----- Records to process

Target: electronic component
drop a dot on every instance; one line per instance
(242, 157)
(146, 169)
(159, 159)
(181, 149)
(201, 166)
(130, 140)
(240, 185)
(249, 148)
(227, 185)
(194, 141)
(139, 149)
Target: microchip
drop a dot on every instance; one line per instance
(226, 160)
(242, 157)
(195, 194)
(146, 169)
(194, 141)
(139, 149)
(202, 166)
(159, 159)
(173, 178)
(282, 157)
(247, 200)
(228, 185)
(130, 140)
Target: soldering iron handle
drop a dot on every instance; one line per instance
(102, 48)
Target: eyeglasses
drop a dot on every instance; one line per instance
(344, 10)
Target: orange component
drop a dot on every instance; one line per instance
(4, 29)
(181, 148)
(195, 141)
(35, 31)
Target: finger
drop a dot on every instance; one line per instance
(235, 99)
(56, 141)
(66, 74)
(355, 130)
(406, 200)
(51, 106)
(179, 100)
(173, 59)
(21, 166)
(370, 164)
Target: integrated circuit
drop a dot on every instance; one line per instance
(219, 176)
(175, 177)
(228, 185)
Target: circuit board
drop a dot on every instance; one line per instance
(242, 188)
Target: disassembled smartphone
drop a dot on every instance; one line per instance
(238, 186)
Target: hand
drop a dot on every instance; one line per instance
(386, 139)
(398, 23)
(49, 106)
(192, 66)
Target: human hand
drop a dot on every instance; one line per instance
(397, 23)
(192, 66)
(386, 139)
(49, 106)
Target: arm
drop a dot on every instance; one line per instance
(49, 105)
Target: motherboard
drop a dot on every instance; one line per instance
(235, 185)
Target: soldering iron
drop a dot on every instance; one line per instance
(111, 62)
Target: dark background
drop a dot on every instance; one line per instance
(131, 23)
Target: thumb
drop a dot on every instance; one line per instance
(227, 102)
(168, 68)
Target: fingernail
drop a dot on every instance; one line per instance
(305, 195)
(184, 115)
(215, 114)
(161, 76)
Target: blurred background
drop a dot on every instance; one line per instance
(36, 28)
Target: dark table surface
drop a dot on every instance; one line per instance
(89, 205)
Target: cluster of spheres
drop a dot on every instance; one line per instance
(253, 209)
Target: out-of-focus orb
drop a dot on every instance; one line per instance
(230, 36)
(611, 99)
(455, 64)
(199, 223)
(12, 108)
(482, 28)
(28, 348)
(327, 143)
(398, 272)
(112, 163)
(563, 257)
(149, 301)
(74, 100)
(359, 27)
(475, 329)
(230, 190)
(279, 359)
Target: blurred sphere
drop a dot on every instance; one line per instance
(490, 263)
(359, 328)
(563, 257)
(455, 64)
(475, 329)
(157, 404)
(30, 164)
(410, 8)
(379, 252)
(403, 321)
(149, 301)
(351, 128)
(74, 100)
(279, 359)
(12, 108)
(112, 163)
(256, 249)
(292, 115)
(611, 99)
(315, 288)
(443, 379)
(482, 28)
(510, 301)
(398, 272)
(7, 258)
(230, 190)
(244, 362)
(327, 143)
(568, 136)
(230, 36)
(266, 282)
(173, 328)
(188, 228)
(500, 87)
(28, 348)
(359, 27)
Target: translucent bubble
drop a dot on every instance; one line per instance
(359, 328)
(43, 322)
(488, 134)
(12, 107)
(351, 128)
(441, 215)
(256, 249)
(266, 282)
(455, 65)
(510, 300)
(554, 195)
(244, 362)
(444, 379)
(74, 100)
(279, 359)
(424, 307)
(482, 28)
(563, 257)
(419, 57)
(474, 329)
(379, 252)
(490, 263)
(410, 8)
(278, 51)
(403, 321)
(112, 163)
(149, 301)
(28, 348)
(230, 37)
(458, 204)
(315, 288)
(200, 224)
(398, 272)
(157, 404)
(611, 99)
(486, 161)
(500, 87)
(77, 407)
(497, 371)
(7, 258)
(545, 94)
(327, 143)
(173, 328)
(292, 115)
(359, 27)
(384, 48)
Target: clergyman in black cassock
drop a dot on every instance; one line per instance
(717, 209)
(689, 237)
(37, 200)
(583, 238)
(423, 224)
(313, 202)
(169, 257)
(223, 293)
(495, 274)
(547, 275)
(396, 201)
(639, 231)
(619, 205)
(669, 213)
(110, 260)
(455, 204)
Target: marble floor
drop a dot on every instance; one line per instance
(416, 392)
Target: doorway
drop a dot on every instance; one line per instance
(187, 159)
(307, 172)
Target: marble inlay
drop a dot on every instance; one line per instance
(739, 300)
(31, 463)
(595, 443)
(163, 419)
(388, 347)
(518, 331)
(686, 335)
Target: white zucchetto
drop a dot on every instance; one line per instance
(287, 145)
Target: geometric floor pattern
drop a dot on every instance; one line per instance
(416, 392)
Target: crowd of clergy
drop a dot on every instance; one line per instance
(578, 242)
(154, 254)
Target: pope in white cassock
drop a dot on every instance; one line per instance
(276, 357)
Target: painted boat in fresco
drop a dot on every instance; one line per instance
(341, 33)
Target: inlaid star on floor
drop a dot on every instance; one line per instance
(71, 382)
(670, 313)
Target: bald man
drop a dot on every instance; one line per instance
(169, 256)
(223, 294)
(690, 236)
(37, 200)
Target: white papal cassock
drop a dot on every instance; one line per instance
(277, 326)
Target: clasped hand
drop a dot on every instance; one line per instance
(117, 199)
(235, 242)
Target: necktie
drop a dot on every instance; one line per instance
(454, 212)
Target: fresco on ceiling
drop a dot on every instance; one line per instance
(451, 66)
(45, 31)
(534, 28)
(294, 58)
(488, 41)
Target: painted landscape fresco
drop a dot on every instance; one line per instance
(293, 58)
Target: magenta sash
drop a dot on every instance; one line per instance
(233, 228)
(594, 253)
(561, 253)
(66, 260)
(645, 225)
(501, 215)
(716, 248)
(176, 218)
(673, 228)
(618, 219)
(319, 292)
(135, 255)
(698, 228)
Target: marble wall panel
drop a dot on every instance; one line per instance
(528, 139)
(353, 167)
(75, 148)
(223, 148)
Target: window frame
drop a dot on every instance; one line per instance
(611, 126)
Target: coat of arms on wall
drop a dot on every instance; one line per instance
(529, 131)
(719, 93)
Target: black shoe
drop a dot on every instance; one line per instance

----------

- _Given problem_
Reproduce the records word for word, starting at the line with "Target: fresco on ceiling" and continuing through the last line of the records.

- _Full answer_
Target: fresco on ceiling
drop a dot on every instance; one line per instance
(451, 66)
(45, 31)
(534, 28)
(294, 58)
(488, 41)
Target: painted landscape fresco
drop a dot on every instance; one line per instance
(293, 58)
Target: magenta sash
drop a dot on every instance; one line per instance
(233, 228)
(594, 253)
(561, 253)
(66, 260)
(645, 225)
(501, 215)
(716, 248)
(176, 218)
(673, 228)
(618, 219)
(319, 292)
(135, 255)
(698, 228)
Target: marble wall panel
drop a dot on every instance; one line per instance
(528, 139)
(353, 167)
(75, 148)
(223, 148)
Target: window frame
drop a dot on every instance; one line per instance
(611, 126)
Target: coat of arms on wall
drop a dot on every instance; one line per instance
(529, 131)
(719, 93)
Target: black shoe
drop a dot on every instance; one line per instance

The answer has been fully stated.